**Directive**
Render the lines of the records from the line containing "[locate] the concrete" through the end of the records as a numbered list, including both ends and omitting any blank lines.
======== Dataset
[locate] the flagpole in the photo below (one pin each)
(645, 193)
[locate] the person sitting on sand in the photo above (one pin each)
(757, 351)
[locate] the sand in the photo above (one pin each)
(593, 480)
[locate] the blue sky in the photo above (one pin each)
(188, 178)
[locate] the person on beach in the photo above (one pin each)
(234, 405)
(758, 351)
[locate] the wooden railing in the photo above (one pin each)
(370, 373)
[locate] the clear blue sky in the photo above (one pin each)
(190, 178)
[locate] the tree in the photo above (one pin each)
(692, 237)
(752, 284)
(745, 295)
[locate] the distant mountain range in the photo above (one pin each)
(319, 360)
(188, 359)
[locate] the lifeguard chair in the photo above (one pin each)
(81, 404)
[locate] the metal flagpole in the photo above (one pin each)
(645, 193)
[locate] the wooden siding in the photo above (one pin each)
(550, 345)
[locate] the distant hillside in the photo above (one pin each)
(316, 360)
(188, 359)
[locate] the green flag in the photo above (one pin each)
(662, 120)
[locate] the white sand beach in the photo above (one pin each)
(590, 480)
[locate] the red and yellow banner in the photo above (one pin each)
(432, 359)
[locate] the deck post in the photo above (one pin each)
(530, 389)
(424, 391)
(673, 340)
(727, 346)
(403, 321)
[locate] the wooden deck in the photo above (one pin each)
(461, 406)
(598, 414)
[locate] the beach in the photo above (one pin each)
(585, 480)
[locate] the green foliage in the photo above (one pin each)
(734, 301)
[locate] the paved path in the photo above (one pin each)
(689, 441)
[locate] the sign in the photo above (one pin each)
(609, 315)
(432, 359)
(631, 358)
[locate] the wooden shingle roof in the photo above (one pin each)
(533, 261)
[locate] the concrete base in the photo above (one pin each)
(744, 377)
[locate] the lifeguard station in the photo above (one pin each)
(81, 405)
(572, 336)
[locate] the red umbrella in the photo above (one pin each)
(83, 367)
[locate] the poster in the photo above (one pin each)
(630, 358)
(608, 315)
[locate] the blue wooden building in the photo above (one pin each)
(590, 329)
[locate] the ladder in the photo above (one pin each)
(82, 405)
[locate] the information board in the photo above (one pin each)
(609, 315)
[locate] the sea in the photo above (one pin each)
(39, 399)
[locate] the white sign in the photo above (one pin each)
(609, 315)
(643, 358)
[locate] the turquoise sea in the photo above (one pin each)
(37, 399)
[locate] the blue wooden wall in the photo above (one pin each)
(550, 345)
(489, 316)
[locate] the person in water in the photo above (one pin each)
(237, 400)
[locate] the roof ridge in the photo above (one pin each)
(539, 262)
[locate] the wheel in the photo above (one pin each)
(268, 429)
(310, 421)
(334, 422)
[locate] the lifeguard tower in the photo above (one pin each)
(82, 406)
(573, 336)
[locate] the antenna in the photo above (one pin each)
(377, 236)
================
**Solution for this problem**
1. [locate] the concrete base in the photo above (one pin each)
2. (744, 377)
3. [locate] the lifeguard station in the photo above (one pin each)
4. (81, 405)
5. (572, 336)
6. [locate] the red umbrella in the photo above (one pin each)
7. (83, 367)
8. [locate] the poster in the photo above (one pin each)
9. (630, 358)
10. (608, 315)
11. [locate] the blue wooden building in the photo above (one pin each)
12. (590, 329)
13. [locate] the ladder in the photo above (one pin each)
14. (82, 405)
15. [locate] the information board in the photo above (one pin each)
16. (609, 315)
17. [locate] the sea in the photo above (one pin each)
18. (39, 399)
19. [locate] the white sign in the photo above (one pin each)
20. (609, 315)
21. (643, 358)
22. [locate] the turquoise sea in the photo above (one pin each)
23. (37, 399)
24. [locate] the blue wooden wall in the photo above (one pin each)
25. (550, 345)
26. (489, 316)
27. [locate] the person in water in the photo above (one pin each)
28. (237, 400)
29. [locate] the roof ridge in the photo above (one pin each)
30. (539, 262)
31. [locate] the wheel in the photo above (one pin each)
32. (268, 429)
33. (310, 421)
34. (334, 422)
35. [locate] the lifeguard tower in the photo above (one pin each)
36. (82, 406)
37. (573, 336)
38. [locate] the antenna in the photo above (one pin each)
39. (377, 236)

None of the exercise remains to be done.